Set within Sydney’s Surry Hills neighborhood, the original 1940s former headquarters of Paramount Picture Studios and the adjoining film storage warehouse have been converted by Melbourne-based firm Breathe Architecture into the new Paramount House Hotel.
A copper, chevron screen crowns its brick shell and converses with the neighboring art deco buildings of this former film precinct. The project explores the narrative between artefact and ornament, of place and of home. It’s an idea about expressing everything that was old, and true and honest and raw, about the existing warehouse; and capturing the spirit and excitement of the golden era of film.
The rigorous adaptive reuse strategy is intended to circumvent substantial building waste – reducing environmental impact while imbuing the hotel with textural narrative and architectural delight. To the existing brick and timber shell Breathe brought a robust authentic palette of structural and architectural metalwork, concrete, recycled timber, locally designed tiles, textiles, fixtures and fittings. Suites have been designed to include an external terrace, tucked in behind the existing brick envelope or copper screen facade, to provide shade, natural ventilation and the opportunity to interact with both streetscape and climate.
Paramount House Hotel is locally responsive and truly unique. Each of the 29 rooms is completely unique. No matter the number of times guests stay, they will never have the same experience. Suites feel lived in and warm, and with a hospitality-based approach to comfort and service, staying here you truly feel at home.
There are 29 rooms at Paramount House Hotel – and like its guests, no two are the same. The existing building is imperfect, with layers of wear that make each suite unique in offering, character and scale. Columns appear in different locations, unpredictable with remnant building features celebrated. Some suites express the patinated brickwork, parapet and gable ends, while others reveal the former stairwells, aged joists and struts. Traces of ornamentation are embedded throughout – sometimes bold, sometimes subtle. From freestanding, solid timber bathtubs and architectural metalwork, to lush greenery and locally made furniture and ceramics.
Preservation of the existing building fabric was a key to the sustainability strategy. Embracing the historic character and footprint of the warehouse, a series of new spaces are also created. A robust, honest material palette is incorporated throughout, serving a purpose to ensure the further longevity of the existing 80-year-old building. Materials are low in embodied energy and are locally sourced where possible, including recycled timber floorboards, low VOC finishes and mild steel throughout. Suites are furnished with all locally sourced and Australian made pieces.
A 7kW PV Solar Array located on the roof deck produces energy to supplement the operational demands of the building. Responding to its context, many of the suites each have a north facing winter deck, not only encouraging guests to engage with the external environment but also serving a purpose to provide shade and natural ventilation.

### What you will do
Reproduce the passage of the Paramount House Hotel text starting at "The rigorous adaptive" and ending at "streetscape and climate.".

### Data segment
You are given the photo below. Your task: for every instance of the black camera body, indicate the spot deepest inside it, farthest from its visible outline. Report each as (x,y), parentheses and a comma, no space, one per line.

### Response to the exercise
The rigorous adaptive reuse strategy is intended to circumvent substantial building waste – reducing environmental impact while imbuing the hotel with textural narrative and architectural delight. To the existing brick and timber shell Breathe brought a robust authentic palette of structural and architectural metalwork, concrete, recycled timber, locally designed tiles, textiles, fixtures and fittings. Suites have been designed to include an external terrace, tucked in behind the existing brick envelope or copper screen facade, to provide shade, natural ventilation and the opportunity to interact with both streetscape and climate.